Yeah, I can see how “too nice” can be an euphemism for “spineless”.

wordsmith
02-26-2007, 02:29 PM
Too nice is also often a euphemism for clingy.

WorkInProgress
02-26-2007, 02:30 PM
Since forever, I think. "too nice" is usually synonymous with not being decisive and letting people walk all over you, it's only a "good" pairing if the woman is dominant/controlling enough to want to run the guy's life for him. Plenty dysfunctional, but compatible.

Basically. I think it's a confusing euphemism, because it sounds too much like "nice" is not good, when "nice" is just fine but "doormat" is not (excepting situations like the one described above).

EDIT: Wow, major cross-post there.

BadKitty
02-26-2007, 02:30 PM
Too nice is also often a euphemism for clingy.

Definitely not good.

weary
02-26-2007, 02:32 PM
Yeah, I can see how “too nice” can be an euphemism for “spineless”.
that's what came to mind when i read it. i dated a guy who's way of asking me out again was "so when do want to see me again?". it was cute that he was a little shy when we first started hanging out, but i knew he had enough balls to ask me out b/c he had to track me down to come after me for our first date. and he wasn't that way when we were actually together, so that cute/shy sh*t w/ "do you want to see me" was for the birds, and i told him so. if YOU want to see ME, then say so, and i'll accept or i won't. but don't be a punk about it.

weary
02-26-2007, 02:34 PM
oh and paul, all those suggestions are ridiculous. who the hell were these ppl anyway? and how did you have enough patience not to say, GFYS to him/her/them?

Syracuse
02-26-2007, 02:42 PM
that's what came to mind when i read it. i dated a guy who's way of asking me out again was "so when do want to see me again?". it was cute that he was a little shy when we first started hanging out, but i knew he had enough balls to ask me out b/c he had to track me down to come after me for our first date. and he wasn't that way when we were actually together, so that cute/shy sh*t w/ "do you want to see me" was for the birds, and i told him so. if YOU want to see ME, then say so, and i'll accept or i won't. but don't be a punk about it.

**Work to be completed**
Continue the forum thread about "too nice" as a euphemism, picking up after its last post.

Extracted data entries
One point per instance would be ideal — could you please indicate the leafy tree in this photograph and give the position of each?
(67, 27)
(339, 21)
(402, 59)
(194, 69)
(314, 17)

**Final answer**
Come on give shy guys a chance, geez you girls don't know how hard you make it. Evil girls . . . :evil:

BadKitty
02-26-2007, 02:44 PM
that's what came to mind when i read it. i dated a guy who's way of asking me out again was "so when do want to see me again?". it was cute that he was a little shy when we first started hanging out, but i knew he had enough balls to ask me out b/c he had to track me down to come after me for our first date. and he wasn't that way when we were actually together, so that cute/shy sh*t w/ "do you want to see me" was for the birds, and i told him so. if YOU want to see ME, then say so, and i'll accept or i won't. but don't be a punk about it.

Yeah, I’ve dealt with a guy with similar behavior. The kicker is he would claim that he was sensitive, emotional, and would complain about others’ hurtful behavior, but would hurt people immensely precisely because of his inability to grow a sack. Being shy in itself is not a deal breaker for me. Unless it’s to the degree described by weary.

I have also noticed that sometimes when some women say that someone is “too nice”, they mean precisely that, and are then crushed when their bad-ass biker boyfriend cheats on them.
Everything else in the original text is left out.